- _Your objective_
State how many lines of the data below contain the string "bush", treating uppercase and lowercase as different. Reply with the number alone.

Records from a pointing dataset
-- -- --
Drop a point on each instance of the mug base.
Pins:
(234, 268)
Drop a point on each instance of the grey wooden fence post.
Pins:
-- -- --
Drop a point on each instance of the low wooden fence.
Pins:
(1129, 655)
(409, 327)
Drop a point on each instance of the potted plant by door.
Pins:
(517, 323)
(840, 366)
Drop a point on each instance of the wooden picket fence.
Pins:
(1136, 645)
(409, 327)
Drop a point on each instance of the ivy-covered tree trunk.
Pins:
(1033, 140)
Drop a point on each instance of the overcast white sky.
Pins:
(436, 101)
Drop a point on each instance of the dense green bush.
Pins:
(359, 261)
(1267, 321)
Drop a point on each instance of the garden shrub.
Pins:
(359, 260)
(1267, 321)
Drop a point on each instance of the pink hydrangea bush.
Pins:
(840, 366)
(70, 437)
-- -- --
- _Solved exercise_
2